| What is being asked |
Copy all of the entries that follow, exactly.
+++ Input +++
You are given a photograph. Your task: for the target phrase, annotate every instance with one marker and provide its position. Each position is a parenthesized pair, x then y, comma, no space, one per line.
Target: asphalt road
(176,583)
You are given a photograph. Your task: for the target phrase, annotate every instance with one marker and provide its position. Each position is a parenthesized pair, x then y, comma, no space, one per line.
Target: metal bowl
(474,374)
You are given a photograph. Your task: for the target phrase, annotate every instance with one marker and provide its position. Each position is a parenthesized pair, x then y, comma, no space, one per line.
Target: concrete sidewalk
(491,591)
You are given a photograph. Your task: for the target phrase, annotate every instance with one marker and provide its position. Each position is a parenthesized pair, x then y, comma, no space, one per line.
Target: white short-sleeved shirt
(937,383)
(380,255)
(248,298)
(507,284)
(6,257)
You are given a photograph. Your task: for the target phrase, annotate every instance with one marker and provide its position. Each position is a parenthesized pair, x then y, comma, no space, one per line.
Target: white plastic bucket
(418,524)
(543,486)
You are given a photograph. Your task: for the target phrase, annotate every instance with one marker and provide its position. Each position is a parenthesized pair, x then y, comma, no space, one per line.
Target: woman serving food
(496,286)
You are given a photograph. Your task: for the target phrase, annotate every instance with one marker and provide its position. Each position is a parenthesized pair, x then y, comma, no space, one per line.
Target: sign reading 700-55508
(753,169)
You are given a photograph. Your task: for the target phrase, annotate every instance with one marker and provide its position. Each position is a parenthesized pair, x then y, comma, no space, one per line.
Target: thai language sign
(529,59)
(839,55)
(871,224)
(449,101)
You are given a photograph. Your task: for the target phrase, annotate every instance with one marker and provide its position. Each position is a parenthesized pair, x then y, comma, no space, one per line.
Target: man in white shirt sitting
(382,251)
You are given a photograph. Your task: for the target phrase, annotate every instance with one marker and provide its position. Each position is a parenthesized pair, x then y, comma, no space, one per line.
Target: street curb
+++
| Answer section |
You are given a photograph. Your task: for the target phrase, annotate every instance with one marker and provide its position. Each position is a parenthesized pair, x then y, comma, no space, one per line.
Target: asphalt road
(176,583)
You are given a photograph. Your task: for the target phrase, annotate every instance with one marker and provide its position. Each position is a parenthesized pair, x then y, comma, no space, one per line.
Target: metal bowl
(474,374)
You are given a photograph. Your task: for the target phrase, annotate every instance with one marker and provide its position. Each position is a parenthesized pair, x then y, comma, no space, one per line.
Target: concrete sidewalk
(491,591)
You are given a photograph. Your task: for the target phrase, annotate every instance with one marker and provide its position. Each position is a parenthesized pair, x then y, comma, no space, one per line.
Target: white short-sleeved shirt
(937,383)
(380,255)
(248,298)
(507,284)
(6,257)
You are given a photograph. Your task: for the target phrase, annotate every instance with one marker and provide its position. Each position is a parenthesized pair, x then y, comma, no space, one per line.
Target: white plastic bucket
(418,524)
(543,486)
You are given a photograph. Your task: for the target phrase, annotate every instance with one marker and provide its position. Each position is a parenthesized pair, x then y, comma, no space, one per line.
Target: woman serving food
(496,286)
You are given a photograph. Your task: for the target phrase, annotate every instance with one marker and provide its position. Each position is a parenthesized pair, x then y, comma, no space, one per line.
Target: sign reading 700-55508
(753,169)
You are given a photograph. Your task: for the target phrase, annotate every instance with one marker and provide its position. Each position is a parenthesized pair, x then y, comma, no space, one per line.
Target: thai language sign
(529,59)
(839,55)
(871,224)
(449,101)
You are given a photograph. Your task: for the target phrase, annotate every instance with one marker and provide its position. Each position is a parenthesized pair, x then y, comma, no space, one per line.
Target: man in white shirt sitting
(382,251)
You are given a photograph. Your task: for the target phrase, annotate every instance with one marker and provide its position. Each position is a parenthesized pair, x then y, comma, no space, one per line.
Target: street curb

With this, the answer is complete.